Your task is to repeat the entries underneath exactly, minus the pictures.

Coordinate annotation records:

◇ ◇ ◇ ◇ ◇

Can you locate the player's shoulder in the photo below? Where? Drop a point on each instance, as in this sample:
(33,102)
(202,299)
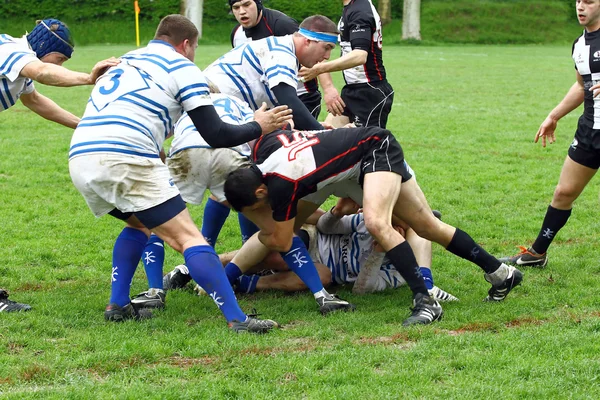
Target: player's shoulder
(159,53)
(280,20)
(359,8)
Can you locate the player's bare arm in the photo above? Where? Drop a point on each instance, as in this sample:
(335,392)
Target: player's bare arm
(571,101)
(55,75)
(354,58)
(48,109)
(275,118)
(333,101)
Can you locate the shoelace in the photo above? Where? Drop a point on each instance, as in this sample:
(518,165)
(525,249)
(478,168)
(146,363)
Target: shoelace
(254,314)
(524,250)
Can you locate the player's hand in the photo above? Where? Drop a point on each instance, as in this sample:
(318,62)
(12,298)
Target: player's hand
(308,74)
(595,89)
(333,101)
(546,131)
(345,206)
(101,67)
(275,118)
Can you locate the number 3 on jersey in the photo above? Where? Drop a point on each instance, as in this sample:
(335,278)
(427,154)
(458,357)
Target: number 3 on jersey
(116,83)
(301,141)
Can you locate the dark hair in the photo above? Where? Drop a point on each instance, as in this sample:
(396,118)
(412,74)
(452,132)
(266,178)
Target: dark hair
(259,5)
(319,23)
(240,187)
(175,29)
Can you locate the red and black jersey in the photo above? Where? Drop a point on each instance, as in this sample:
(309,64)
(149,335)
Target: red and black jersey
(295,164)
(360,28)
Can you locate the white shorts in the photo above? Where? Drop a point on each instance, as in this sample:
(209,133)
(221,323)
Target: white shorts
(195,170)
(127,183)
(345,186)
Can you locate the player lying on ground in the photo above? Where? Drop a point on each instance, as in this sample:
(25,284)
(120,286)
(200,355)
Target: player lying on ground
(115,164)
(341,248)
(296,172)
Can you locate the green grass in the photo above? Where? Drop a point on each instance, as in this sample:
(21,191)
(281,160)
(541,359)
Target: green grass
(466,117)
(442,23)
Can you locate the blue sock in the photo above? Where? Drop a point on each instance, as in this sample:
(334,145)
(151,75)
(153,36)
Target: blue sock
(215,215)
(247,227)
(126,256)
(153,259)
(233,272)
(206,269)
(427,277)
(298,260)
(247,283)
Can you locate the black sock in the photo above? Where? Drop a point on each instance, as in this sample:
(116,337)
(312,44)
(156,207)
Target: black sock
(465,247)
(553,221)
(403,258)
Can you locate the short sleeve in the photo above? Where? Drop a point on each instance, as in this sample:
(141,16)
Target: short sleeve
(191,88)
(13,58)
(280,64)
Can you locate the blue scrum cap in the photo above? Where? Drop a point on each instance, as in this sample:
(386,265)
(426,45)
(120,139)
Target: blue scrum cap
(51,36)
(259,5)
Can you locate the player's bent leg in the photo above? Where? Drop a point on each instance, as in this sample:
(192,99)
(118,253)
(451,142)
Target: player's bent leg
(574,177)
(290,282)
(204,267)
(381,192)
(413,209)
(127,253)
(337,122)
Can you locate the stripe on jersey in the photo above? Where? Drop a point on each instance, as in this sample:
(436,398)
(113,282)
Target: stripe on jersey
(18,55)
(274,45)
(112,150)
(4,104)
(280,69)
(171,65)
(167,123)
(190,87)
(112,118)
(239,81)
(8,95)
(116,142)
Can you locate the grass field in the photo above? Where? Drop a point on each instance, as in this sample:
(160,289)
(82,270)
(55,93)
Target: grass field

◇ ◇ ◇ ◇ ◇

■ **Result of this task**
Can you locate the player's shoulder in the photo below? Where? Drop a point on each instance, as in this sample:
(33,102)
(202,299)
Target: player's shoulder
(159,53)
(280,20)
(359,8)
Can you locate the player's bare arm in the photo above? Where? Drop a point on each instance, as in this sample:
(335,392)
Target: player's bare arm
(571,101)
(55,75)
(354,58)
(48,109)
(275,118)
(333,101)
Can you locate the shoelace in the photo above? Where? Drop a point on each instance, as in this sample:
(518,165)
(525,249)
(478,168)
(146,363)
Target: shoelace
(254,314)
(524,250)
Can you locate the player's hand in the photo above? Where? Drop a point on each instance, as in this sample:
(318,62)
(12,298)
Target: player's hand
(308,74)
(595,89)
(333,101)
(546,131)
(345,206)
(101,67)
(275,118)
Can you locate the number 3 on jersey in the photo above? Where? Drop a point on each instance, as in this sample:
(335,278)
(427,154)
(458,357)
Target: number 3 on jersey
(116,83)
(301,141)
Can you locate the dark hair in the photo above? Where? Drop a point on each instance, as in this sample:
(396,118)
(412,74)
(452,132)
(266,178)
Target: dark hair
(259,5)
(319,23)
(240,187)
(175,29)
Can you locate the red and black jersey in the photo above? Where? Drop a point on each instance, as in this sample:
(309,64)
(149,335)
Target: red and black jersey
(295,164)
(360,28)
Can you locate the white shorts in the photo above? Where? Drop a point on each instance, as in this sample:
(209,133)
(221,323)
Target: white shorts
(195,170)
(127,183)
(345,186)
Can you locate the player lying on ground in the photo above? Where? Drop a point on each instance, as in this sample:
(25,284)
(120,286)
(200,355)
Target: player lying on ground
(115,164)
(341,248)
(296,172)
Can you locate the green grass in the photo above? Where? Drop a point on each instance, as in this sample:
(21,191)
(281,160)
(541,359)
Target: green grass
(466,117)
(442,23)
Can you locate the blue sock in the photo above? Where? Drop a point on each instance, as in this sample:
(334,145)
(151,75)
(153,36)
Target: blue sock
(215,215)
(247,227)
(126,256)
(153,259)
(233,272)
(206,269)
(427,277)
(298,260)
(247,283)
Can you locate the black sock in the photo above? Where? Drop a point on each instance, as in this sample:
(116,337)
(312,44)
(156,207)
Target: black sock
(465,247)
(553,221)
(403,258)
Can you locate the short sleeve in the photo above? Where? Drop a point on each instance, as in this sample:
(141,16)
Target: short sleeve
(191,88)
(13,58)
(280,64)
Can you locate the blue scrum cap in the photo above? Where? Drop a point on each instance, as in this sample:
(386,265)
(426,45)
(120,139)
Target: blue scrum cap
(51,36)
(259,5)
Can you locate the player's bent leg in the photo above? Where? Drop a point on each instance, as in this sample:
(192,99)
(118,253)
(451,142)
Target: player's bent leg
(574,177)
(290,282)
(204,267)
(381,192)
(413,209)
(127,253)
(337,122)
Can you locate the stripe on jersey in the photo above? Where? Drop a point on each instance, as in this sample:
(436,398)
(113,282)
Target: stripe on jersey
(18,55)
(274,45)
(112,150)
(4,104)
(280,69)
(171,65)
(167,123)
(190,87)
(112,118)
(239,81)
(8,95)
(116,142)
Can you locate the grass field in the photo above? Where? Drop a point on each instance, as in this sample:
(160,289)
(82,270)
(55,93)
Target: grass field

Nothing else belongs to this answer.